=== LISTED RECORDS ===
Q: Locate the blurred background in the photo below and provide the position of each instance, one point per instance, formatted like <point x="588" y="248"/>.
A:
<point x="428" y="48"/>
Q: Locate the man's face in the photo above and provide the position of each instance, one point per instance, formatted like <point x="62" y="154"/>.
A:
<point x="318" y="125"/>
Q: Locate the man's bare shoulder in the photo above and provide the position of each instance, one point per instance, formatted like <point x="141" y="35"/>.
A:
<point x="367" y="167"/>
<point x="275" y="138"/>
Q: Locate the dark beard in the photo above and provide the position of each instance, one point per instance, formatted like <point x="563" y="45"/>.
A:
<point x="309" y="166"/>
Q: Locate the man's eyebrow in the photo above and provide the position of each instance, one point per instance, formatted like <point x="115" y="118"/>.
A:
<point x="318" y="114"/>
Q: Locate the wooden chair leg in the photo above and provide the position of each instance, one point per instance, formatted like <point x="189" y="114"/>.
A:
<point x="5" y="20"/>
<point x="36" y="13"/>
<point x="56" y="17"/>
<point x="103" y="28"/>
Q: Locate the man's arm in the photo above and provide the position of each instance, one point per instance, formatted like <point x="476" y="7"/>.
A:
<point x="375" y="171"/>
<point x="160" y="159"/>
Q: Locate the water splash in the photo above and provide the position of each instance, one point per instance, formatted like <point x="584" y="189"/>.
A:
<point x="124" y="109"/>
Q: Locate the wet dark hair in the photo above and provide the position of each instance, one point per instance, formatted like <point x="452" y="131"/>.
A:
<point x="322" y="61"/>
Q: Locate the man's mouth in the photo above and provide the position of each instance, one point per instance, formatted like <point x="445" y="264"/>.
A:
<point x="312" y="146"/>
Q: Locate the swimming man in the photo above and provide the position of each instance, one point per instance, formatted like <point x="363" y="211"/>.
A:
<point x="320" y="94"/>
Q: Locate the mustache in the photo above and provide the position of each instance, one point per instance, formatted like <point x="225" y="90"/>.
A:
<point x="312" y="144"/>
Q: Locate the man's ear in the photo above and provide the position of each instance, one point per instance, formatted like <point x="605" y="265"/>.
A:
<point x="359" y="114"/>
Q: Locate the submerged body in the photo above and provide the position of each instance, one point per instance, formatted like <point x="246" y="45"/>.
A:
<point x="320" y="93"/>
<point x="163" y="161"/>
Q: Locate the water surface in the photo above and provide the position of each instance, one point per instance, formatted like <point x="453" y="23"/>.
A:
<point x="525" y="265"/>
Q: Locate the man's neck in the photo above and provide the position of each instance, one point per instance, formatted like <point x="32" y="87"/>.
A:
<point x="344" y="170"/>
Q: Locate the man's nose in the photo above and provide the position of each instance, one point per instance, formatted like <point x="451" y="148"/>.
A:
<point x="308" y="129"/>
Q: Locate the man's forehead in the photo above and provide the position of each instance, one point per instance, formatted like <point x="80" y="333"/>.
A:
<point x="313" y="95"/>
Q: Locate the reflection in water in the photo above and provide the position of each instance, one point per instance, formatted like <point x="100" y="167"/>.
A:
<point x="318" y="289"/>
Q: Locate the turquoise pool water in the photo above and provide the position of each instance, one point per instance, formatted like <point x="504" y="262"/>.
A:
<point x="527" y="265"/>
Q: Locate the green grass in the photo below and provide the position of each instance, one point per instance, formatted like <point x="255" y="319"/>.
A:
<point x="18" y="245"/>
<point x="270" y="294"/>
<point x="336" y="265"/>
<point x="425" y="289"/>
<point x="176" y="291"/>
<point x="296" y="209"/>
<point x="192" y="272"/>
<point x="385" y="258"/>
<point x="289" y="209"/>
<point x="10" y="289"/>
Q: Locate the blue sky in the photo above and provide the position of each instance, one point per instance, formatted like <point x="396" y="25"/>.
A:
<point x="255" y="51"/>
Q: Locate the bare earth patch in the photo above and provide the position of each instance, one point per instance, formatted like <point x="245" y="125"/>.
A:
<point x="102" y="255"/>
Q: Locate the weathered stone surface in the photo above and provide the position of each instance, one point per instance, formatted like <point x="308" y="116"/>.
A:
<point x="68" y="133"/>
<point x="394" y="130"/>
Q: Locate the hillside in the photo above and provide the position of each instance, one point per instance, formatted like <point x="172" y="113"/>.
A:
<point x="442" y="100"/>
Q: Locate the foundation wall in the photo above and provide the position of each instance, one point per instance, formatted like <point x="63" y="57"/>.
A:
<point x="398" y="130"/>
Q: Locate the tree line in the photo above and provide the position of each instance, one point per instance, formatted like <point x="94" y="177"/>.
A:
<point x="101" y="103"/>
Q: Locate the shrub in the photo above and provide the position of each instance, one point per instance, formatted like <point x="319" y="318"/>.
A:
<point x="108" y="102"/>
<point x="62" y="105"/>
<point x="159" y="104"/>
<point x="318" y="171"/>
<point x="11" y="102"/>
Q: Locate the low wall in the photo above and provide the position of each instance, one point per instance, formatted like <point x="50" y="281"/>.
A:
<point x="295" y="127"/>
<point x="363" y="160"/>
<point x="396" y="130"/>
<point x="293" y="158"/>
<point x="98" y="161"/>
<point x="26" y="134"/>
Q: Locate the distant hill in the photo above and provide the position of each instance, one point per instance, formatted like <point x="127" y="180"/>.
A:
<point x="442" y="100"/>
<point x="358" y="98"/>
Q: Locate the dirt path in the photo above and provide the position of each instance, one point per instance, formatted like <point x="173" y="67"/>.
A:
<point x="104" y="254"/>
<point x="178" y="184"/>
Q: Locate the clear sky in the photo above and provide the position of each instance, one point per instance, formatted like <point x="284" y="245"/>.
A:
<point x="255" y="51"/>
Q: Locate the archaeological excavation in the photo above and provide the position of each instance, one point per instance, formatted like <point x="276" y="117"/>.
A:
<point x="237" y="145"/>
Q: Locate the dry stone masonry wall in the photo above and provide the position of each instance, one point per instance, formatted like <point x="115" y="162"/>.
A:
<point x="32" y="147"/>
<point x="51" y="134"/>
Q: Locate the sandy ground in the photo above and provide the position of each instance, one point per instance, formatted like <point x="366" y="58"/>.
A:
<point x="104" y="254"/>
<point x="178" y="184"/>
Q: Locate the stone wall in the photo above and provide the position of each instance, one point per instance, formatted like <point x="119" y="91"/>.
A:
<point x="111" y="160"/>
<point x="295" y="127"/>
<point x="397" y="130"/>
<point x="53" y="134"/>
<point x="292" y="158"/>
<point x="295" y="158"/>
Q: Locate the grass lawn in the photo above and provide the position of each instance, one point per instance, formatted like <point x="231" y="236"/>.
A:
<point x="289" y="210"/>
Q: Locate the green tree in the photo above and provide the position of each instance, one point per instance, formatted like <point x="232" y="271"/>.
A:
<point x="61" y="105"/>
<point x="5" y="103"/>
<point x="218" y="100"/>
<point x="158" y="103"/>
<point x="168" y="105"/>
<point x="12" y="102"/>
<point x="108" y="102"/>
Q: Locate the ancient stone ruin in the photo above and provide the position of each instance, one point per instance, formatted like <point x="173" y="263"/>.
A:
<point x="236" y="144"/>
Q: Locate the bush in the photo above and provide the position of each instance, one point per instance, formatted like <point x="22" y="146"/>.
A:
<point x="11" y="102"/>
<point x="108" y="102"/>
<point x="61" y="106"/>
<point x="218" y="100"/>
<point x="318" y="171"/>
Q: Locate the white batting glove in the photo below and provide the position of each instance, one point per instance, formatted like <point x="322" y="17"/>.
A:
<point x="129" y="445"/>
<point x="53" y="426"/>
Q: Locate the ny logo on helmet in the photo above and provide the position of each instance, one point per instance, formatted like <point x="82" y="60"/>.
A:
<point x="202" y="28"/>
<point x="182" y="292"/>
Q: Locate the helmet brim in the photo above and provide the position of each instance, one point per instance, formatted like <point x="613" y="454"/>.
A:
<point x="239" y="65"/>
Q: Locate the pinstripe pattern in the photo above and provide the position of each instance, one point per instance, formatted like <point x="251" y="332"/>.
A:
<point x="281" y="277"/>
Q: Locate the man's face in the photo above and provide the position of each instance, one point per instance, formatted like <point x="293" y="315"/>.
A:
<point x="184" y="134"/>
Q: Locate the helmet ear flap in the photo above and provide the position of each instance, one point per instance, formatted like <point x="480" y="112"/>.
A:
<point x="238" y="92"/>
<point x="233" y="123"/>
===
* _TASK BRIEF_
From the entries above, extract every line where the word "bare" appears.

* _SOLUTION TO THIS PROBLEM_
Q: Locate the man's bare shoulder in the photo above and provide the position of each instance, one point per instance, formatted like <point x="141" y="35"/>.
Q: Locate the bare earth patch in the photo above and provide the position of each instance, one point per instance, formatted like <point x="245" y="125"/>.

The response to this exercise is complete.